PROVIDED PASSAGE »

A ScriptList table consists of a count of the scripts represented by the glyphs in the font (ScriptCount) and an array of records (ScriptRecord), one for each script for which the font defines script-specific features (a script without script-specific features does not need a ScriptRecord). Each ScriptRecord consists of a ScriptTag that identifies a script, and an offset to a Script table. The ScriptRecord array is stored in alphabetic order of the script tags.
A Script table with the script tag DFLT (default) may be used in a font to define features that are not script-specific. An application should use a DFLT script table if there is not a script table associated with the specific script of the text being formatted, or if the text does not have a specific script (for example, it contains only symbols or punctuation).
Note: If symbols or punctuation have a Unicode script property “Common” but are used together with characters of a specific script, features that apply to those symbol or punctuation characters should not necessarily be organized under the DFLT script, but can be organized under the specific script. Applications may process script-neutral characters together with immediately-preceding or following script-specific characters for better processing efficiency. In that case, an application would look for features that operate on the neutral characters by using the Script table for the specific script. The DFLT script would still be used if the text contained only the neutral characters, however.
If there is a DFLT script table, it must have a default language system table (defaultLangSysOffset must not equal NULL—see below).
As languages are written using particular scripts, it is normally expected that language-specific typographic effects will be associated with a particular script, not with the generic DFLT script. For this reason, a DFLT script table should normally have only the default language system table, not language-specific tables. However, a font may have a DFLT script table with non-default language system tables, and an application may use features associated with one of these if the DFLT script table is applicable — no script table is present for the specific script, or there is no specific script in the text context — and if one of the particular language systems is specified. Under such conditions, applications should support use of a non-default language system table that is associated with DFLT script if a font includes tables with this configuration.
Example 1 at the end of this chapter shows a ScriptList table and ScriptRecords for a Japanese font that uses three scripts.
ScriptList table
Type | Name | Description |
---|---|---|
uint16 | scriptCount | Number of ScriptRecords |
ScriptRecord | scriptRecords[scriptCount] | Array of ScriptRecords, listed alphabetically by script tag |
ScriptRecord
Type | Name | Description |
---|---|---|
Tag | scriptTag | 4-byte script tag identifier |
Offset16 | scriptOffset | Offset to Script table, from beginning of ScriptList |
Script table
A Script table may specify one or more language systems that define behaviors of the glyphs in a script for a particular language. It also references a default language system that defines behaviors of the script’s glyphs to be used in the absence of language-specific information.
A Script table begins with an offset to the default language system table (defaultLangSysOffset), which defines the set of features that regulate the default behavior for the script. Next, a count of language-specific language systems is given (langSysCount), followed by a corresponding array of language system records (LangSysRecord). Each record specifies a language system using a language system tag (langSysTag), and specifies an offset to a language system table (LangSys). The LangSysRecord array must be sorted alphabetically by language system tag. If no language-specific behavior is defined, the langSysCount field is set to zero and the LangSysRecord array is empty.

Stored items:
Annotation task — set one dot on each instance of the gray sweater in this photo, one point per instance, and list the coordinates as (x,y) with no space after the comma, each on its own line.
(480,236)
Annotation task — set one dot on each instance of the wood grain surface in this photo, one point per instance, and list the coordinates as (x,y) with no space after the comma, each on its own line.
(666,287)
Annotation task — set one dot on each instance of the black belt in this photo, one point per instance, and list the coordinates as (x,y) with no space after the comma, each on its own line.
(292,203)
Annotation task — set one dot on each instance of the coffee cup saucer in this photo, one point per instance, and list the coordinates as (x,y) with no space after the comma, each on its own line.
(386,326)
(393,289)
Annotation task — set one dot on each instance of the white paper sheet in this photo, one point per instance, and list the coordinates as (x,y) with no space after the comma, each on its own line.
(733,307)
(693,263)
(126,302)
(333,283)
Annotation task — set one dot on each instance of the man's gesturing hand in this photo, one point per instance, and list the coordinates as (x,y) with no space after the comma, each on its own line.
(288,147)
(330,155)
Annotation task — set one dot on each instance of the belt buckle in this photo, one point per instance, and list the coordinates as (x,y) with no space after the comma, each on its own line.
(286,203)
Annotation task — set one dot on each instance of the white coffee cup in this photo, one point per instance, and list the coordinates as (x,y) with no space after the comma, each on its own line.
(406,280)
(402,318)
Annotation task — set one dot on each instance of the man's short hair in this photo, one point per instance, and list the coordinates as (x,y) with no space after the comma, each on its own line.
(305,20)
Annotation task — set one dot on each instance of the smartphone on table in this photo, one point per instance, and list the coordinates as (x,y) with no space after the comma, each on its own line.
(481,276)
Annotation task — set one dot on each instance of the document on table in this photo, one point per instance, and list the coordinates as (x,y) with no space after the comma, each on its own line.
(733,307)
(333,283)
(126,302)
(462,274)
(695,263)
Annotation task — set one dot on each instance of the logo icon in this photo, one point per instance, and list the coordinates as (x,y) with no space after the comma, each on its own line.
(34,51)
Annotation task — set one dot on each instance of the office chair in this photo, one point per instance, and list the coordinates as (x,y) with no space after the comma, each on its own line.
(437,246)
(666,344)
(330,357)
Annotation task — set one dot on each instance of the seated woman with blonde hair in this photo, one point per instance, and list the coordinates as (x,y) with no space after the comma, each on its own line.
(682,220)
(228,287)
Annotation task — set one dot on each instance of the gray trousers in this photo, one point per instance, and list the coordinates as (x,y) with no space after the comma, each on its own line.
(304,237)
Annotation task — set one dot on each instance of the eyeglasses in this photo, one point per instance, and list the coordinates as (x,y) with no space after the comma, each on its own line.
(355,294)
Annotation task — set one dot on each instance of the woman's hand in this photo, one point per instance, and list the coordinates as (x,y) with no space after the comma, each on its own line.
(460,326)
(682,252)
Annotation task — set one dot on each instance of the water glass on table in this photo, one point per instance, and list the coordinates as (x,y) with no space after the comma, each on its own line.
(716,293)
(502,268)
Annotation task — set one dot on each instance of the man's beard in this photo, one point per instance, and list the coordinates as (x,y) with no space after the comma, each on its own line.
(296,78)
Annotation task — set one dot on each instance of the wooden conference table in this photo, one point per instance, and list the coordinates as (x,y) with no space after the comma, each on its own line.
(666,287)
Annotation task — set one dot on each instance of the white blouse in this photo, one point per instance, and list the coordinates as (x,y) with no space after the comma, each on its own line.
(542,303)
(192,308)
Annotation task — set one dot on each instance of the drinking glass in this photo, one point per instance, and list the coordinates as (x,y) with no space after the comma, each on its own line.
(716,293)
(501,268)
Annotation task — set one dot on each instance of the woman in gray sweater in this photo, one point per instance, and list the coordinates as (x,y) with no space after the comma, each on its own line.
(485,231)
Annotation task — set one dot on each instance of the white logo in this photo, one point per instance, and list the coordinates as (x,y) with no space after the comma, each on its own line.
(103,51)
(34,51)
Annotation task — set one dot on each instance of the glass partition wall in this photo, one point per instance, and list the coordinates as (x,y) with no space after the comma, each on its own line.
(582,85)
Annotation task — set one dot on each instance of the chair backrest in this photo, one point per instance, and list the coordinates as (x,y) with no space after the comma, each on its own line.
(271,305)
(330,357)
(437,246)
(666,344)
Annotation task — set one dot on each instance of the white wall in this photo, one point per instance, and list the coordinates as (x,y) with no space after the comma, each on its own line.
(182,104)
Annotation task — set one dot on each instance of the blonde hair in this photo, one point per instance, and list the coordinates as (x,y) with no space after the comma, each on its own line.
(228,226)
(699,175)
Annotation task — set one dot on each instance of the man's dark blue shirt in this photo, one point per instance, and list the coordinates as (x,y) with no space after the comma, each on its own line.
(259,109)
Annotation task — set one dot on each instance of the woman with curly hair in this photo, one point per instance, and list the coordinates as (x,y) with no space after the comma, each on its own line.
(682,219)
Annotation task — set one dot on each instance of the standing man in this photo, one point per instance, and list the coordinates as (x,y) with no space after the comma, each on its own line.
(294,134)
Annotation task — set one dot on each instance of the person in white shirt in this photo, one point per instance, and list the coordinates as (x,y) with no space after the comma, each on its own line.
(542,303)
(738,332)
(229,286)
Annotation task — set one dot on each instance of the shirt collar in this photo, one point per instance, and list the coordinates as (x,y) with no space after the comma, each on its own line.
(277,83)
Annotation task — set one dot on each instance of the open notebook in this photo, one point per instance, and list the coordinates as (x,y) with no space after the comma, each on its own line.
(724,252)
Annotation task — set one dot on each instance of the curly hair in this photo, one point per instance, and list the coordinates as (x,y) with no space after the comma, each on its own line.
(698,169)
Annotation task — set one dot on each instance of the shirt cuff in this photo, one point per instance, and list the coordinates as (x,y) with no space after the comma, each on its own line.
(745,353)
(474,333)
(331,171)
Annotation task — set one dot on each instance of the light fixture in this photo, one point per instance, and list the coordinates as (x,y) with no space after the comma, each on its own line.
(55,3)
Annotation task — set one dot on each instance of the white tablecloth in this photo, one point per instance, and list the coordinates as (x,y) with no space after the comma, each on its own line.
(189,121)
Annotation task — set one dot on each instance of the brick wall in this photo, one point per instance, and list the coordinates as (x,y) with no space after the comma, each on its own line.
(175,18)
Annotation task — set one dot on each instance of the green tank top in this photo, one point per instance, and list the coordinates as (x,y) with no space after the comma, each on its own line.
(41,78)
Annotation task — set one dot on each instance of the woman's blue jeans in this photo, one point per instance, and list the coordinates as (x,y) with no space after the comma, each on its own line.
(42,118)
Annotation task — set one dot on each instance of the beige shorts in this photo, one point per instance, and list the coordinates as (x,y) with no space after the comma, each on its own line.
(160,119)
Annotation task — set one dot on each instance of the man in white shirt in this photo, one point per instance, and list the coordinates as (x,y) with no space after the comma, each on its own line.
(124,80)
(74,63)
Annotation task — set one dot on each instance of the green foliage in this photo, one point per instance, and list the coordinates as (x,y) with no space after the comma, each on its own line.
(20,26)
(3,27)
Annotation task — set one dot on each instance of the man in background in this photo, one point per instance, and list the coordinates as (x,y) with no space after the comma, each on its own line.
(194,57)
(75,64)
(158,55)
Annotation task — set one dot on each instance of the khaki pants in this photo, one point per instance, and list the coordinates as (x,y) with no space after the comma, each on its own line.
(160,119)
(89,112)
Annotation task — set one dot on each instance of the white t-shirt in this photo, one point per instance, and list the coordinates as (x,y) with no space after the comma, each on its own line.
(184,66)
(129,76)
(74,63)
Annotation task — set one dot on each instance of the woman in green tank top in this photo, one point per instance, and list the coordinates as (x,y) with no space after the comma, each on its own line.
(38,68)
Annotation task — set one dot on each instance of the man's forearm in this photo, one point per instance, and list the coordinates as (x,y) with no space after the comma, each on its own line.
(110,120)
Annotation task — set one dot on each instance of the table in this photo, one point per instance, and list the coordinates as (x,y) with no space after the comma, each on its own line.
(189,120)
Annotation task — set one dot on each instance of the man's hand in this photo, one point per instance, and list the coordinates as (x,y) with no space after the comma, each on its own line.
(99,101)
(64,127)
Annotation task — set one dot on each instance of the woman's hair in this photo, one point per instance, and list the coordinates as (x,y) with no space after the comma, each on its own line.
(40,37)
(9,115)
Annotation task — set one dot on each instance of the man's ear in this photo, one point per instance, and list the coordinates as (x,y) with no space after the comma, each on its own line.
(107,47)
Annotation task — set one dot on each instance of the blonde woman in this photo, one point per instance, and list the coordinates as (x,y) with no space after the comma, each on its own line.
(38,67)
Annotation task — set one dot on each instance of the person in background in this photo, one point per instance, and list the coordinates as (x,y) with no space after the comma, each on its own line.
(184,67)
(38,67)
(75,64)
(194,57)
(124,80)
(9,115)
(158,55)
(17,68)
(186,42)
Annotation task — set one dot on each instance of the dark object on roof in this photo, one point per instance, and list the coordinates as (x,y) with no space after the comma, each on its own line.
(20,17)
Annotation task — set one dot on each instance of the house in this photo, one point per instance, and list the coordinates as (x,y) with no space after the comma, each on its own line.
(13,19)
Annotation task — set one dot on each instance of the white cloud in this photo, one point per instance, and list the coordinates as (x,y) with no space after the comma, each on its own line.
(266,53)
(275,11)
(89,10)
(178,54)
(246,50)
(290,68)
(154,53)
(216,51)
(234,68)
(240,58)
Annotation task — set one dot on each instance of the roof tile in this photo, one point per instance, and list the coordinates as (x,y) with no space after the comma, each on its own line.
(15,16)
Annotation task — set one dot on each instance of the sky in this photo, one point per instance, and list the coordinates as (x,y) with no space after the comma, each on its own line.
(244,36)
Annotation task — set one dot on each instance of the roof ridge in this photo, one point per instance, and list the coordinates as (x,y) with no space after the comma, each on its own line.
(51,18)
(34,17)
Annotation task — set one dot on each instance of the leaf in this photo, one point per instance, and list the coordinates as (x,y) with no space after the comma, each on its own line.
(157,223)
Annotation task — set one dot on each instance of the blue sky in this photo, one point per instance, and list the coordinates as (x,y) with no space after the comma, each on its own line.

DIRECTION 1 »
Answer these questions using the passage on font script tables:
(a) In what order is the ScriptRecord array stored?
(b) Which script tag may a font use to define features that are not script-specific?
(c) What is the langSysCount field set to when no language-specific behavior is defined?
DIRECTION 2 »
From the entries, copy out word for word the lines starting with the line that contains "of the leaf" and going on through the last line of the entries.

EXPECTED OUTPUT 1 »
(a) In alphabetic order of the script tags.
(b) DFLT.
(c) Zero.

EXPECTED OUTPUT 2 »
Annotation task — set one dot on each instance of the leaf in this photo, one point per instance, and list the coordinates as (x,y) with no space after the comma, each on its own line.
(157,223)
Annotation task — set one dot on each instance of the blue sky in this photo, one point per instance, and list the coordinates as (x,y) with no space after the comma, each on its own line.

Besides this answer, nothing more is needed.